### To do
Reproduce all entries precisely, down to the last character.

** The input follows **

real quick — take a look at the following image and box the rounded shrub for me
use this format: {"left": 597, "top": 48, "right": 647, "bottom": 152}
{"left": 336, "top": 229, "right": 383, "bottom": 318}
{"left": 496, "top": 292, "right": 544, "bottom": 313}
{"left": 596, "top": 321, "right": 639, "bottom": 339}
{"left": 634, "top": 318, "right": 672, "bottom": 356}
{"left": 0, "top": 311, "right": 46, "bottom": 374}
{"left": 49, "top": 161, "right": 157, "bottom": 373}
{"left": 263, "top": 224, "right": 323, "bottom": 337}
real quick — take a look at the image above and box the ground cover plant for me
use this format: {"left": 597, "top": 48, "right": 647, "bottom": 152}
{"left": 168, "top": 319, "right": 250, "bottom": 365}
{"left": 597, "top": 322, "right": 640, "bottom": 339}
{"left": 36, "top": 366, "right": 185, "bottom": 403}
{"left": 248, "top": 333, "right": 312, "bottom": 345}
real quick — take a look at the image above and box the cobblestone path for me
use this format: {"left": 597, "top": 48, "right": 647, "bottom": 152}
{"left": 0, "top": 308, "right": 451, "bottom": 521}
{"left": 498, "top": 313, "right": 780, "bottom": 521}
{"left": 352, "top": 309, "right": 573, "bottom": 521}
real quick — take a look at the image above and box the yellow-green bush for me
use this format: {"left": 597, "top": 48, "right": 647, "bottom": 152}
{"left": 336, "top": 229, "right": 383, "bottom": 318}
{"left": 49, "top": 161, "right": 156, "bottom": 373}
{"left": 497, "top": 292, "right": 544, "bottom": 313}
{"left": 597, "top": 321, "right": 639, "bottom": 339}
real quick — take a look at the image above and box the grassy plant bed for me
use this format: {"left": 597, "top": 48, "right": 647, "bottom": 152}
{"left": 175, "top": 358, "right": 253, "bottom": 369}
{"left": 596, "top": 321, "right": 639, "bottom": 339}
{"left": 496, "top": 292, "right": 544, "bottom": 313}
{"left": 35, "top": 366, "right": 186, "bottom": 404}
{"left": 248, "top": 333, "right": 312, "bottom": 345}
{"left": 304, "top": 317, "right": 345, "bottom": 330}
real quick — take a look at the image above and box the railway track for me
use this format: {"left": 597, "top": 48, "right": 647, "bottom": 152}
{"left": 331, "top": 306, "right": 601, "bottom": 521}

** End of The input **

### Response area
real quick — take a look at the following image and box the rounded shrub for me
use this format: {"left": 597, "top": 48, "right": 647, "bottom": 152}
{"left": 336, "top": 229, "right": 383, "bottom": 318}
{"left": 496, "top": 292, "right": 544, "bottom": 313}
{"left": 596, "top": 321, "right": 639, "bottom": 339}
{"left": 634, "top": 318, "right": 672, "bottom": 356}
{"left": 0, "top": 311, "right": 46, "bottom": 374}
{"left": 49, "top": 161, "right": 157, "bottom": 373}
{"left": 263, "top": 224, "right": 323, "bottom": 337}
real quick — take a look at the image above and box the ground cover plant for me
use this format: {"left": 597, "top": 48, "right": 647, "bottom": 152}
{"left": 168, "top": 319, "right": 250, "bottom": 365}
{"left": 597, "top": 322, "right": 640, "bottom": 339}
{"left": 36, "top": 366, "right": 185, "bottom": 403}
{"left": 248, "top": 333, "right": 312, "bottom": 345}
real quick — take a look at the image above and box the cobblestone path for me
use this format: {"left": 597, "top": 48, "right": 647, "bottom": 152}
{"left": 0, "top": 308, "right": 451, "bottom": 521}
{"left": 498, "top": 313, "right": 780, "bottom": 521}
{"left": 352, "top": 309, "right": 573, "bottom": 521}
real quick — take a look at the image above and box the yellow-green bush for me
use this format: {"left": 597, "top": 48, "right": 647, "bottom": 152}
{"left": 336, "top": 229, "right": 383, "bottom": 318}
{"left": 49, "top": 161, "right": 156, "bottom": 373}
{"left": 497, "top": 292, "right": 544, "bottom": 313}
{"left": 597, "top": 321, "right": 639, "bottom": 339}
real quick — take a look at the image above and box the grassy plant bed for me
use this format: {"left": 597, "top": 48, "right": 647, "bottom": 152}
{"left": 175, "top": 358, "right": 253, "bottom": 369}
{"left": 596, "top": 321, "right": 639, "bottom": 339}
{"left": 496, "top": 292, "right": 544, "bottom": 313}
{"left": 35, "top": 366, "right": 186, "bottom": 404}
{"left": 248, "top": 333, "right": 312, "bottom": 345}
{"left": 304, "top": 317, "right": 345, "bottom": 330}
real quick — take a look at the image above and box the railway track for me
use this format: {"left": 597, "top": 48, "right": 647, "bottom": 152}
{"left": 331, "top": 306, "right": 601, "bottom": 521}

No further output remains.